**Set problem**
Retype the stretch of rows below, from the line containing "Query: yellow jersey" through the last line of the rows, keeping every character unchanged.

Rows from a data source:
● ● ●
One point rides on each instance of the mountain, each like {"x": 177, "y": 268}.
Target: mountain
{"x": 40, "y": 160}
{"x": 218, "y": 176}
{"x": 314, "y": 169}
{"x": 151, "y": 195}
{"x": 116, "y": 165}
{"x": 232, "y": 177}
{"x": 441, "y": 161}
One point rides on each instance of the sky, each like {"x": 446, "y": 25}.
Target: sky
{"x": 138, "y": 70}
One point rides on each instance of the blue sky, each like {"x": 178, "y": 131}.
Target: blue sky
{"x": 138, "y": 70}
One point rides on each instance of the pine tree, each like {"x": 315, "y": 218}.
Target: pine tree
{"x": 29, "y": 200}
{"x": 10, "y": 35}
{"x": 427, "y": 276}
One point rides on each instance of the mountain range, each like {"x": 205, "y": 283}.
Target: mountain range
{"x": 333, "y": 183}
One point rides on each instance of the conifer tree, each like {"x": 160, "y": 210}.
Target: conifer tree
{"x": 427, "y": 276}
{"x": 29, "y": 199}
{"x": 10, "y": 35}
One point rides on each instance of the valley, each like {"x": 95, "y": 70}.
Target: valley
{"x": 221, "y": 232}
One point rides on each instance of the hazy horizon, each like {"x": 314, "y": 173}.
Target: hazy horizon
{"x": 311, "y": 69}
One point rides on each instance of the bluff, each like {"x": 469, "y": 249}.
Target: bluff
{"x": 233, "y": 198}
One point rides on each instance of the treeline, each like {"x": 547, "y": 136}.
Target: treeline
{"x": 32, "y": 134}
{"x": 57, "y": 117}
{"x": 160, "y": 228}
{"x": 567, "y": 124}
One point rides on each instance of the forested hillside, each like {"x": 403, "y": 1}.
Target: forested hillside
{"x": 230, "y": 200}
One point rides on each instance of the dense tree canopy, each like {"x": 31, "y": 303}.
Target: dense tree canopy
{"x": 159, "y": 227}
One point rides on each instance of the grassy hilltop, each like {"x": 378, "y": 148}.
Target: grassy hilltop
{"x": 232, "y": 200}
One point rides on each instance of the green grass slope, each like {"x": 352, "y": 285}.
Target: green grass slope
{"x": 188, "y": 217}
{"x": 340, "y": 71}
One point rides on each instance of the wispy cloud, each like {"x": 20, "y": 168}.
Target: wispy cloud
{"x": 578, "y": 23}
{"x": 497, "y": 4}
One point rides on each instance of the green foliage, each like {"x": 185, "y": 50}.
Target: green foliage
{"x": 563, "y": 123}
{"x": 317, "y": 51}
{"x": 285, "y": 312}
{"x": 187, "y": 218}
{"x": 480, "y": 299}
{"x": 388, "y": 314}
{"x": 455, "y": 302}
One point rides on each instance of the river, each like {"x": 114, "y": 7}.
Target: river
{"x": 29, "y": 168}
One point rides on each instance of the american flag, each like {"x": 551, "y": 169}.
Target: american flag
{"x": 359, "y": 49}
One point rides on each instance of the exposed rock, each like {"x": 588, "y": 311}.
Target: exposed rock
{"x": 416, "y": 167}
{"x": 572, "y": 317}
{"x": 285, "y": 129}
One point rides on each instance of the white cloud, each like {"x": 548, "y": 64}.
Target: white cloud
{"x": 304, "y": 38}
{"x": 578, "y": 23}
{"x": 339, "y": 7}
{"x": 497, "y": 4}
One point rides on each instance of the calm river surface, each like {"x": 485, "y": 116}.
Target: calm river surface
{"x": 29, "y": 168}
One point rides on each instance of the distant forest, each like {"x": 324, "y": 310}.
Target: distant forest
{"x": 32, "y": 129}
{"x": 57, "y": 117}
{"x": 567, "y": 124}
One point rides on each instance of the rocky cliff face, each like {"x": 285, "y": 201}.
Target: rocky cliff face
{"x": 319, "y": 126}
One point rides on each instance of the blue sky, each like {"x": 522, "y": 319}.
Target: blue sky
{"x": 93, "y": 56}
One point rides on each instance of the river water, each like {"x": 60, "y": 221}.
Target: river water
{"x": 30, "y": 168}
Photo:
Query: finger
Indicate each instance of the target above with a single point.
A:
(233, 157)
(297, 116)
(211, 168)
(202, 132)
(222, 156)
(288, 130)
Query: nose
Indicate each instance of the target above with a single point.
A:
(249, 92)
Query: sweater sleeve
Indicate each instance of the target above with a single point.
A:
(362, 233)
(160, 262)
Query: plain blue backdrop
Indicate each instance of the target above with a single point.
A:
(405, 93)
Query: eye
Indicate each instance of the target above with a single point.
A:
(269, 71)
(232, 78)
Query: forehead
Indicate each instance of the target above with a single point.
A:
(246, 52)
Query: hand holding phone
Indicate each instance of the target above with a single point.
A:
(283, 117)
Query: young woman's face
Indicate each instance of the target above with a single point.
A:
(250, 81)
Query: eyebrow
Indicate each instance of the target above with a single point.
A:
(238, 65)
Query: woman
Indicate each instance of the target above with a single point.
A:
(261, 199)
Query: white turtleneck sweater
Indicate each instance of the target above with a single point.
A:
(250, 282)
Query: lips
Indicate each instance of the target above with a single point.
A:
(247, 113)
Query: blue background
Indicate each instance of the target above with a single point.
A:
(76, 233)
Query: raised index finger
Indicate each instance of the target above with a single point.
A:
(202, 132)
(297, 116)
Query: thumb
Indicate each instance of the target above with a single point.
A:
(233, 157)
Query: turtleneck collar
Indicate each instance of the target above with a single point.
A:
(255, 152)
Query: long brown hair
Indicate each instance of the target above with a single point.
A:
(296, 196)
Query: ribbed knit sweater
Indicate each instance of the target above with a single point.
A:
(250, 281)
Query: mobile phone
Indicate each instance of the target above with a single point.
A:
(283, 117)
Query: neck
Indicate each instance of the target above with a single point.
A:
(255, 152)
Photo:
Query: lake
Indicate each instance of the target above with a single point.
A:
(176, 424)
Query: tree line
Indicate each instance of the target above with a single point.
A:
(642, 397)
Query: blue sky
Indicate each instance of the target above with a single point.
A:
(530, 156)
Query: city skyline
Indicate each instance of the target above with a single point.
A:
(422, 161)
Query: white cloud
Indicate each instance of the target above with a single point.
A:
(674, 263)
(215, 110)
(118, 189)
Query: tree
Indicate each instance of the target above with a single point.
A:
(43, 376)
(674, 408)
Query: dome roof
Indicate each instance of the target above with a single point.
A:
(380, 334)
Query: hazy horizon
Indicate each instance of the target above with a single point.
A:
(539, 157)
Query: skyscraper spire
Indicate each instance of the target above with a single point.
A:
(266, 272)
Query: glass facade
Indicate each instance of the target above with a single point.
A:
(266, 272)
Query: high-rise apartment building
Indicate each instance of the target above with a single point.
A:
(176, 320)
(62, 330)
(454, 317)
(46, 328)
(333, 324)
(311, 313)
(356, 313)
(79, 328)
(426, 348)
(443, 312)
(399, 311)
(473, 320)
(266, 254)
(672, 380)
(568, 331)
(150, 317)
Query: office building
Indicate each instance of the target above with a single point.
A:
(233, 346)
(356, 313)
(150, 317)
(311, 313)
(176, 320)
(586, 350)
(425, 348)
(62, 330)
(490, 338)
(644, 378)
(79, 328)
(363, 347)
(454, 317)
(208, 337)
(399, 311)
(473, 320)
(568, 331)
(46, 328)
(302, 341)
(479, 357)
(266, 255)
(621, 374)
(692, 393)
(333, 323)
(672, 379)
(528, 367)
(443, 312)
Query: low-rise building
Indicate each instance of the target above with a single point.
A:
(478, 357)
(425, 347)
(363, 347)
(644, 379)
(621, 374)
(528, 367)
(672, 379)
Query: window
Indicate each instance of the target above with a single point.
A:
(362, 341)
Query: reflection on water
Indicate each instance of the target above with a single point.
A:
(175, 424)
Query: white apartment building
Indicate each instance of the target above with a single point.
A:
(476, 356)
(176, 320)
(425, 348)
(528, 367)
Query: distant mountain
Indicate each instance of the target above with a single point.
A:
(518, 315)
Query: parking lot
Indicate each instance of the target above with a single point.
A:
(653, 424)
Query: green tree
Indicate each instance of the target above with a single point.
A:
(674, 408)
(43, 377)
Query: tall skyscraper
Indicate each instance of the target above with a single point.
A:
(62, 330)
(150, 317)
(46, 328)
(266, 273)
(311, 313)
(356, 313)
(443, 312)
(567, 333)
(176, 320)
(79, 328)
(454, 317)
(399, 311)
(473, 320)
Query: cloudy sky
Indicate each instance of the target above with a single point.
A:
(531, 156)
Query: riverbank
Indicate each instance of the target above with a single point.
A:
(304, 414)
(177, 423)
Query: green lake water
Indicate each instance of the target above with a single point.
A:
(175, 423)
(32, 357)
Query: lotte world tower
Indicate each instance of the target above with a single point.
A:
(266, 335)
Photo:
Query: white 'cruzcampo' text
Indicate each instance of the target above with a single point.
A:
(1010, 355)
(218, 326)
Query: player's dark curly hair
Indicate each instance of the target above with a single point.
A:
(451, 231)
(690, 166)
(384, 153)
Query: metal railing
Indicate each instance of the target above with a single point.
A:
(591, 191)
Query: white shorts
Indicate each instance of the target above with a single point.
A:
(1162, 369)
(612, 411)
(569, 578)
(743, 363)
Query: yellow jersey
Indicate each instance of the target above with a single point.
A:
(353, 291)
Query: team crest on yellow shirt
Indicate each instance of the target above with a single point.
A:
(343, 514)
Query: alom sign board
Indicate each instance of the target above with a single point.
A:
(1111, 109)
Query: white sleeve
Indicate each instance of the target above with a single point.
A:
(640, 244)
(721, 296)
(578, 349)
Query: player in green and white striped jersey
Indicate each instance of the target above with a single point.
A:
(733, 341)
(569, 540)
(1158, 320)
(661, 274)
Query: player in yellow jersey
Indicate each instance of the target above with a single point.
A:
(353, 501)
● ● ●
**Solved exercise**
Query: yellow jersey
Indicate each instance of the target above with a single point.
A:
(353, 291)
Query: team crest on yellow shirt
Indicate each instance of the target above with a single point.
A:
(343, 514)
Query: alom sign board
Indicate each instance of the target above with a single point.
A:
(1111, 109)
Query: white sleeve
Indicate each instance of the target above with a single point.
A:
(640, 244)
(721, 296)
(578, 349)
Query: player in green and white striped jersey
Indicate each instance of the target above with a single point.
A:
(733, 341)
(569, 540)
(1158, 320)
(661, 274)
Query: player in yellow jersey
Indicate each instance of the target above with a single point.
A:
(353, 501)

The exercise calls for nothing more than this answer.